--- Document text ---
++++++++++

Colloquy on: “European Culture: Identity and Diversity”
8-9 September 2005
Jacques LEGENDRE, Chair of the Committee on Culture, Science and Education of the Council of Europe Parliamentary Assembly
Mr Secretary General,
Dear friends and colleagues,
I was invited to take part in your meeting in my capacity as Chair of the Committee on Culture, Science and Education of the Council of Europe Parliamentary Assembly. I should like to say how delighted the whole committee is that the initiative was taken to hold this colloquy.
It might sometimes be thought that, in parliaments, and even in the Council of Europe, the Cultural Committee is not one of the most important committees. We are vain enough to think that this is a mistake and that culture is an integral part of the Council of Europe’s main concern, namely the protection of human rights, and that if there is something that accurately defines the European spirit, it is this will, this culture which leads us to set such store by respect for human rights.
For example, only the day before yesterday, at a committee meeting in Paris, we were discussing the relationship between education and knowledge of religion. We really felt that we were addressing fundamental issues. I am confirmed in this view when I remember the evenings spent recently in the courtyard of the Palais Royal in Paris, where the Ministry of Culture, dear Mr Paumier, had itself sought to illustrate the identity and diversity of culture in Europe.

++++++++++

--- Written problem A ---
In the speech, what topic was discussed at the committee meeting in Paris the day before yesterday?
--- Written problem B ---
Rewrite the speech from "8-9 September 2005" up to and including "hold this colloquy.", replacing "delighted" with "pleased".
Rely only on the speech to respond.

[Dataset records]
++++++++++

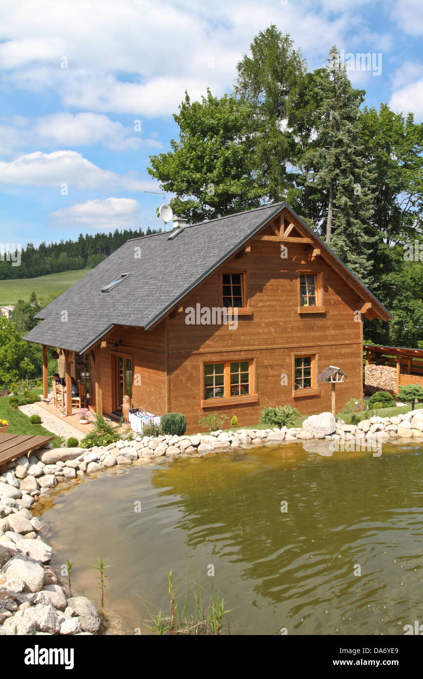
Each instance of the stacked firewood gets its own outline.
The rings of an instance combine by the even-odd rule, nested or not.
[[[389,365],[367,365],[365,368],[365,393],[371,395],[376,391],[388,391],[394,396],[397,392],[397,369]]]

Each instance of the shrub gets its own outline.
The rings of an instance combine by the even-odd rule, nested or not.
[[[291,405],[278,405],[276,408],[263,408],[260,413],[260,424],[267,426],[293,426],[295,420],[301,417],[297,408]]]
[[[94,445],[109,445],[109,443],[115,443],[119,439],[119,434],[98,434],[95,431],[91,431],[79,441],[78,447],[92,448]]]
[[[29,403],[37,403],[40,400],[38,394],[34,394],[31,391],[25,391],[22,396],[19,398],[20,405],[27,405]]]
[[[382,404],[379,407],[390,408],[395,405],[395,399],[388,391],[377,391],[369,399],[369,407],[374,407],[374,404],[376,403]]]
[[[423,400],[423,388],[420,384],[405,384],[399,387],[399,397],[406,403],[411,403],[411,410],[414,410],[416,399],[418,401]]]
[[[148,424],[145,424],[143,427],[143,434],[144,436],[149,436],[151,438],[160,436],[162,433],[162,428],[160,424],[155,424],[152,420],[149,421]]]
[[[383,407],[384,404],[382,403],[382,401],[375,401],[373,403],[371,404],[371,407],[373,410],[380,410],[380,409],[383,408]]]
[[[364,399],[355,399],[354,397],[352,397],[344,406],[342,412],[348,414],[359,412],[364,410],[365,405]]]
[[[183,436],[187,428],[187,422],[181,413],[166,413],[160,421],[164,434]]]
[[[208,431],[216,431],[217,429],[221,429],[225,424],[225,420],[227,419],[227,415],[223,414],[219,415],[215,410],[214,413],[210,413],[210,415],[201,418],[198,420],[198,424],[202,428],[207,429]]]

++++++++++

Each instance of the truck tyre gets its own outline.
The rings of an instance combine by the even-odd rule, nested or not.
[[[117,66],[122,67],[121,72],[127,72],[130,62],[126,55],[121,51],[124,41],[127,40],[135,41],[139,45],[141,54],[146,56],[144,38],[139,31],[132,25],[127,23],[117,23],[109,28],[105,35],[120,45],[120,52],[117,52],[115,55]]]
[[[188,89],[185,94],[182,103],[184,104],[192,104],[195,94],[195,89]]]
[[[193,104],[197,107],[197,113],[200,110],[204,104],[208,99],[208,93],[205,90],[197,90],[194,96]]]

++++++++++

--- Exercise result A ---
The relationship between education and knowledge of religion.

--- Exercise result B ---
8-9 September 2005
Jacques LEGENDRE, Chair of the Committee on Culture, Science and Education of the Council of Europe Parliamentary Assembly
Mr Secretary General,
Dear friends and colleagues,
I was invited to take part in your meeting in my capacity as Chair of the Committee on Culture, Science and Education of the Council of Europe Parliamentary Assembly. I should like to say how pleased the whole committee is that the initiative was taken to hold this colloquy.